**Records supplied:**
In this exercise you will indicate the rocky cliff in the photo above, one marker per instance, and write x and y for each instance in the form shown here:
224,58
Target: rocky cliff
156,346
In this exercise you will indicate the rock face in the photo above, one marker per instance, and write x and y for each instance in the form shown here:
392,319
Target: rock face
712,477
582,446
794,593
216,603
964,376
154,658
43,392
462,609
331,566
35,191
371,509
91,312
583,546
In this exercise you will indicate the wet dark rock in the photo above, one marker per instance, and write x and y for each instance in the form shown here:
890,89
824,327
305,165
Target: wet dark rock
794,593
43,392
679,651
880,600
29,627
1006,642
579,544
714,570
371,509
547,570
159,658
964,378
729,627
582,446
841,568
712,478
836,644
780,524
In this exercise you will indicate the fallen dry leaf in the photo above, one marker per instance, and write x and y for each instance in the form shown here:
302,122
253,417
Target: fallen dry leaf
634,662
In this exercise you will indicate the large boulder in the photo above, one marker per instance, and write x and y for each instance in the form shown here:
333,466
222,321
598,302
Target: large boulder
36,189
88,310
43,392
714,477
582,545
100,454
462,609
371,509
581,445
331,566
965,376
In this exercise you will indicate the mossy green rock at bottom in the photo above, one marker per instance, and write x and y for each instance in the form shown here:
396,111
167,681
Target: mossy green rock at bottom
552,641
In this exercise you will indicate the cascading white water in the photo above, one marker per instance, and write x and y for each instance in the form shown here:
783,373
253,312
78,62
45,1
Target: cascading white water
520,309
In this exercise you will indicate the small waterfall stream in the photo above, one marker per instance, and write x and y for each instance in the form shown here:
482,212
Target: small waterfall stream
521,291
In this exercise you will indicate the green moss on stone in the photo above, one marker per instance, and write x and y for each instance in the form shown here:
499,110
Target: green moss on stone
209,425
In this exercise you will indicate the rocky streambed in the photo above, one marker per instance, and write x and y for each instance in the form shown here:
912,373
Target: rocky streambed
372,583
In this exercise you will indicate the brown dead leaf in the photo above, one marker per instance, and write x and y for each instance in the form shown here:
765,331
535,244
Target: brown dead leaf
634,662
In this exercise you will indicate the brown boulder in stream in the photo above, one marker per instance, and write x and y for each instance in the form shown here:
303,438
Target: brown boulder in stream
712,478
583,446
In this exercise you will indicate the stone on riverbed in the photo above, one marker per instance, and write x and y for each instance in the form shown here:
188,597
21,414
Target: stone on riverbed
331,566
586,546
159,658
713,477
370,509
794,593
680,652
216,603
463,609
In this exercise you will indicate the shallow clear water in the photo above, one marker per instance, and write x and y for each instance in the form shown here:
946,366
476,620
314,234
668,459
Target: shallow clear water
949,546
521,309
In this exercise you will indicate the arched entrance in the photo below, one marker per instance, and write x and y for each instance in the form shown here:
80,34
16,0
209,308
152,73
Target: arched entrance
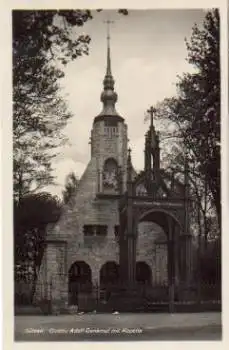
166,247
109,274
143,273
79,281
109,278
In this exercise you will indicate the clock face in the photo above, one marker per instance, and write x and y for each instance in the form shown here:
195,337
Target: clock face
110,179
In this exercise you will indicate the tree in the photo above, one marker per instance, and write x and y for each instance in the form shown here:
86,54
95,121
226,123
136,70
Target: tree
43,41
31,217
195,111
71,186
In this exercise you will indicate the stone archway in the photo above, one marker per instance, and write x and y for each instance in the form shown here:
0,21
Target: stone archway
109,274
143,273
79,281
166,247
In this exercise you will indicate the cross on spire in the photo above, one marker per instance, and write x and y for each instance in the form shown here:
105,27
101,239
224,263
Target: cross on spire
151,112
108,22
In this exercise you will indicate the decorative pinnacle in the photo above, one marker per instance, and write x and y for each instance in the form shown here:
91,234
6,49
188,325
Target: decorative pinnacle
108,22
108,96
151,112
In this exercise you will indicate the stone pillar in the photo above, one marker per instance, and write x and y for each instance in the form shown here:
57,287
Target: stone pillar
176,255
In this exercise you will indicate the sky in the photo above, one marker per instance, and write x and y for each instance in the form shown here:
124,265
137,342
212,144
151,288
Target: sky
148,51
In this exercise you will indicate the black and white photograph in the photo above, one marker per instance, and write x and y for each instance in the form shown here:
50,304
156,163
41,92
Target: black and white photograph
116,174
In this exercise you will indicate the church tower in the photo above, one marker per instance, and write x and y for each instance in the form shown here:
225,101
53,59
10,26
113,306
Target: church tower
109,138
82,249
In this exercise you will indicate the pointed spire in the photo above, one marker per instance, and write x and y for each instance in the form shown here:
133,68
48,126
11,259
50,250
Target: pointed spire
108,96
108,49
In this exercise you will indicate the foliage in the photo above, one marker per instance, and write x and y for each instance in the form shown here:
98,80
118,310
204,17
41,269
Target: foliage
71,186
43,42
195,115
31,217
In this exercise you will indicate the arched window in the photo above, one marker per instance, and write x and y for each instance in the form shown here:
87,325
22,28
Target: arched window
110,175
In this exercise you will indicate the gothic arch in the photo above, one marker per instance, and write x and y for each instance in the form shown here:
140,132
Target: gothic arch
164,212
79,280
109,273
143,273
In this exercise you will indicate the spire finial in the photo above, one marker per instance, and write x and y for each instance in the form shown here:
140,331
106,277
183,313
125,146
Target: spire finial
108,96
108,22
151,112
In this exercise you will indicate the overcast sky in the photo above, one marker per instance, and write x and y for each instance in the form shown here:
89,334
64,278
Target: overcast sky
147,53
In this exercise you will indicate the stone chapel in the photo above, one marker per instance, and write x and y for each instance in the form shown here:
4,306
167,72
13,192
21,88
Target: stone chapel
83,249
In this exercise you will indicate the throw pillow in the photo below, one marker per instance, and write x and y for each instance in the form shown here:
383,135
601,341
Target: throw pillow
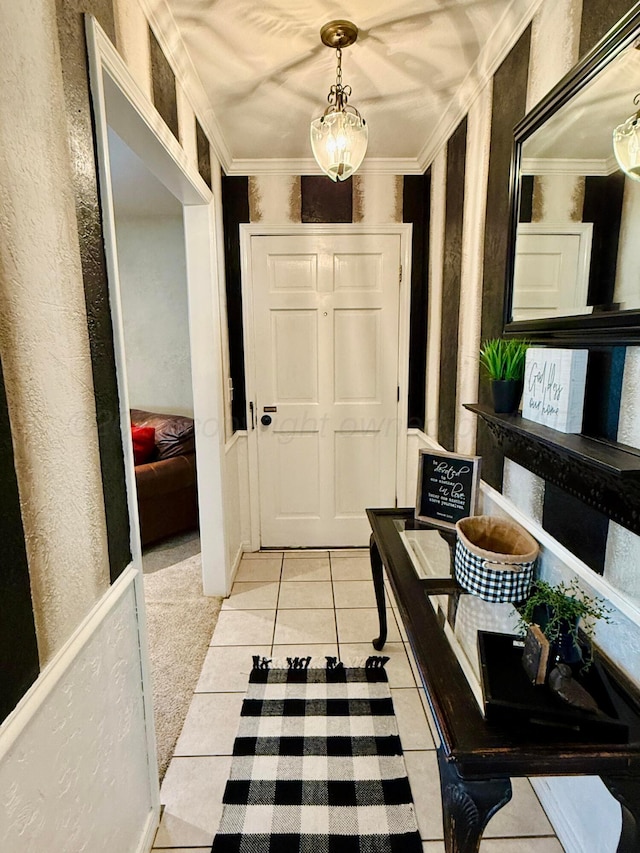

**What to produce:**
The records above need retyping in full. Omit the pictures, and change nothing else.

**Answer to the exercise:**
In this exercise you will indicate the rocky cliff in the photo above, one marker per instance, and write x and y for each instance in the form shown here:
224,58
Target: rocky cliff
156,346
In this exercise you will indicate the rock face in the photo above, one marker per instance, and write x and y for each instance in the form shown here:
392,319
Target: rock face
712,477
582,446
794,593
216,603
964,376
154,658
43,392
462,609
331,566
35,191
371,509
91,312
583,546
In this exercise you will indicate the wet dark rock in the photo above, one marker per instance, and write x and y for each instance in the form shown here:
890,89
824,327
305,165
Target: wet dark rock
794,593
43,392
679,651
880,600
29,627
1006,642
579,544
714,570
371,509
547,570
159,658
964,378
729,627
582,446
841,568
712,478
836,644
780,524
In this exercise you will indicate the fallen dry leaf in the photo above, one marker per instance, and write x and y for each instance in the form shown here:
302,122
253,417
Target: fallen dry leaf
634,662
In this exercise you will indicate the large boulder in the photo above, one marker per instance, and write x and y for each instance in the form shown here:
333,466
222,321
598,302
Target: large boulder
36,189
88,310
43,392
714,477
582,545
100,454
462,609
371,509
581,445
331,566
965,376
In this exercise you will indicate the mossy green rock at bottom in the photo above, one marker per instance, and write x and y for each instance in the form shown here:
396,111
167,681
Target: mossy green rock at bottom
552,641
In this exercise you will indicate the cascading white water in the photo above, one marker per instance, and write x and y for each instance in the form shown here:
783,373
253,312
78,62
45,1
Target: cascading white water
520,309
In this exercise you will indicate the small waterfall stream in the photo above, one marker per instance, and write x and y for each instance in the form shown here:
482,212
Target: small waterfall stream
521,291
In this exercise you will indicate the green moss on stone in the photo above, one marker per instance, and write x and y for each instance in the form shown here:
499,110
Target: green moss on stone
209,425
In this exercise you will indicate the rocky streambed in the photo above, one marker per instance, and write x and y for each instance in the form shown here:
912,373
Target: rocky streambed
372,583
In this exercise you will indicate the brown dead leaf in the photo above, one marker per instance, and write x and y for each instance in the form shown here:
765,331
535,244
Target: brown dead leaf
634,662
In this exercise you will indicate the brown boulder in stream in the photo above, one marker per instance, and write x and y for each instance in the form shown here:
303,438
Target: brown boulder in stream
712,478
583,446
In this exercise you will indicate the stone on riverbed in the photo above, one marker per instance, and write x and y for each instance in the form shown here:
188,597
21,414
Target: stone on riverbed
331,566
586,546
159,658
713,477
370,509
794,593
680,652
216,603
463,609
In this exercise you will indicate the shallow clear water in the photo above, one marker per instance, and write x and y for each instance in the form shown here:
946,366
476,620
314,234
668,459
Target: shallow clear water
949,546
521,309
In this exercise you will indicate the arched entrance in the photo below, one marker per instance, and write x and y for each instance in the form shown here:
80,34
16,0
209,308
152,73
Target: arched entrance
166,247
109,274
143,273
79,281
109,278
In this exercise you will indicate the clock face in the photo above, one marker per instance, and write x and y for each instance in the form shown here:
195,337
Target: clock face
110,179
In this exercise you will indicate the tree in the photo above, one marker per instance, and write x and y for each instance in the form shown here:
86,54
95,121
226,123
136,70
Target: tree
43,41
31,217
195,111
71,186
In this exercise you will indicate the stone archway in the photo above, one marker per instance, and write x and y for each instance in the form shown here:
0,21
Target: stone archway
109,274
143,273
79,281
166,247
In this exercise you will indicate the cross on spire in the photo above, one marker per instance, and write x and y for each instance in the form shown here:
105,27
101,239
224,263
Target: cross on spire
151,112
108,22
In this exercise you will indicate the decorative pinnacle in the photo above, one marker per instance, and write x and y for each instance in the form shown here:
91,234
6,49
188,325
Target: decorative pinnacle
108,22
108,96
151,112
In this exercise you will indicate the stone pillar in the photo above, one marker per instance, and write x and y for each instance in the form shown here:
57,287
Target: stone pillar
176,255
In this exercise you will indicate the sky in the photo above, one marker per instance, and write x and y for each instance in the form shown here:
124,265
137,342
212,144
151,288
Target: sky
148,51
In this exercise you will indicate the black and white photograph in the photo above, one marker per instance, and write x and y for each instance in the form shown here:
50,304
156,163
41,92
Target: black and white photograph
116,174
In this exercise you will indicate the church tower in the photo above, one marker per instance, and write x and y for each instance in the form shown here:
225,101
53,59
10,26
113,306
Target: church tower
109,138
82,249
In this exercise you will indicate the pointed spire in the photo above, one marker per instance, and write x and y for each instance in the form shown here:
133,68
48,126
11,259
50,250
Target: pointed spire
108,96
108,49
In this exercise you will indicate the foliage in the photo above, one marker per instance, and write x and y for each instance in the form shown here:
98,80
118,310
204,17
41,269
Target: foliage
71,186
43,42
195,115
31,217
In this exercise you will indicate the arched window in the photo above, one marker per instance, and write x and y for each instance in the form shown here:
87,325
22,28
Target: arched window
110,175
In this exercise you will indicate the gothic arch in the photo above, one marker per instance, and write x and y for each instance in the form shown here:
140,132
Target: gothic arch
164,212
79,280
109,273
143,273
In this exercise you will indicate the spire finial in the photo above, one marker per instance, and write x and y for each instance in the form shown here:
140,331
106,277
183,313
125,146
Target: spire finial
108,96
108,22
151,112
In this exercise you will indicate the overcast sky in the photo above, one marker per instance, and write x and y for each instance in the form shown here:
89,334
64,278
Target: overcast sky
147,53
In this exercise you will indicate the stone chapel in the photo above, one marker per instance, and write x and y for each instance in the form shown here:
4,306
167,72
13,192
21,88
Target: stone chapel
83,249
In this exercise you will indicate the throw pillow in the photo below, one marker per instance, and write x and y for each instance in the form shown here:
383,135
601,341
Target: throw pillow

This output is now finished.